- Task instructions
Starting at the line below holding "449L605 445L602 451L556" and stopping at the line holding "box: [648, 239, 695, 354]", print every line exactly, both ends included, and leave the rest out.

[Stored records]
○ ○ ○
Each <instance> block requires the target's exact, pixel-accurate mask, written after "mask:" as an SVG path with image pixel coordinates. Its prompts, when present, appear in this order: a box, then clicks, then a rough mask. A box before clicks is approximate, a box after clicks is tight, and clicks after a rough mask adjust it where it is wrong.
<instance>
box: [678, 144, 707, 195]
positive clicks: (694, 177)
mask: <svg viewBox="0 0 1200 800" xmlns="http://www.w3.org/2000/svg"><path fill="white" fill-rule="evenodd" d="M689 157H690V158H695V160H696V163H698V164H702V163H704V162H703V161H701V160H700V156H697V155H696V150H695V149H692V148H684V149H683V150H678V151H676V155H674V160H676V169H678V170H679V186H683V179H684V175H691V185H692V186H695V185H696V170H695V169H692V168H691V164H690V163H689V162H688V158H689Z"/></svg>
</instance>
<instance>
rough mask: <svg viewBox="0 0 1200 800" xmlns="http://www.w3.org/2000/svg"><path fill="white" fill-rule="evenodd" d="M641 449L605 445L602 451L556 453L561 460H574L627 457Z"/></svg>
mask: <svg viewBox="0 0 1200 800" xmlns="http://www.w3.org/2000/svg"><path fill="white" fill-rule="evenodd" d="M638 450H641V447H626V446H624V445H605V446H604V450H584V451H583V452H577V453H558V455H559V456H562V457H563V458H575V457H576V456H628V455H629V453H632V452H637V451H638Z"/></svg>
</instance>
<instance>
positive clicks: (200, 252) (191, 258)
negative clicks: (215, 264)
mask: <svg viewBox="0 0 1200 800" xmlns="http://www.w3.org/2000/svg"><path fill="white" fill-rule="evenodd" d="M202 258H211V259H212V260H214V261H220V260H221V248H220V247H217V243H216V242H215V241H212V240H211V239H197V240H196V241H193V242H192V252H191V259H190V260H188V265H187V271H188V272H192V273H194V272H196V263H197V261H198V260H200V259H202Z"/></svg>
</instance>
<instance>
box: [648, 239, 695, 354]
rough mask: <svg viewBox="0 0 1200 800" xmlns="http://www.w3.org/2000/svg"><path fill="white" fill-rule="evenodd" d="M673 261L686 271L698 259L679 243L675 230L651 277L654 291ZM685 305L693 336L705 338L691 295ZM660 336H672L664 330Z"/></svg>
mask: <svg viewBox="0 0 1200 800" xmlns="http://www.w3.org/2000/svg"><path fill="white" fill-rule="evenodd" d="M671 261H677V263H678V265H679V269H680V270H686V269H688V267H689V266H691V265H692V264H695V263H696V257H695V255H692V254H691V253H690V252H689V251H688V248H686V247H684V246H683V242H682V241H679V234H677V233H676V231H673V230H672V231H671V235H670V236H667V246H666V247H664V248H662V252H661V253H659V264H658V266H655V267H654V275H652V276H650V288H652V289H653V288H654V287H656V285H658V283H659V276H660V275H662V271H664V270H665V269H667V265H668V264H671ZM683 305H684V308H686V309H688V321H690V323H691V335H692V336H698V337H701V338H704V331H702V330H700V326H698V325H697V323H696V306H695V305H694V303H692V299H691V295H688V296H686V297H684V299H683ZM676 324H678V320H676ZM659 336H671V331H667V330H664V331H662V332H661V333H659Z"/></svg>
○ ○ ○
- Task output
rough mask: <svg viewBox="0 0 1200 800" xmlns="http://www.w3.org/2000/svg"><path fill="white" fill-rule="evenodd" d="M641 449L605 445L602 451L556 453L561 460H574L627 457Z"/></svg>
mask: <svg viewBox="0 0 1200 800" xmlns="http://www.w3.org/2000/svg"><path fill="white" fill-rule="evenodd" d="M638 450H641V447H626V446H624V445H605V446H604V450H584V451H583V452H577V453H558V455H559V456H562V457H563V458H575V457H576V456H628V455H629V453H632V452H637V451H638Z"/></svg>
</instance>
<instance>
positive clicks: (200, 252) (191, 258)
negative clicks: (215, 264)
mask: <svg viewBox="0 0 1200 800" xmlns="http://www.w3.org/2000/svg"><path fill="white" fill-rule="evenodd" d="M202 258H211V259H212V260H214V261H220V260H221V248H220V247H217V243H216V242H215V241H212V240H211V239H197V240H196V241H193V242H192V252H191V259H190V260H188V265H187V271H188V272H192V273H194V272H196V263H197V261H198V260H200V259H202Z"/></svg>
</instance>
<instance>
box: [648, 239, 695, 354]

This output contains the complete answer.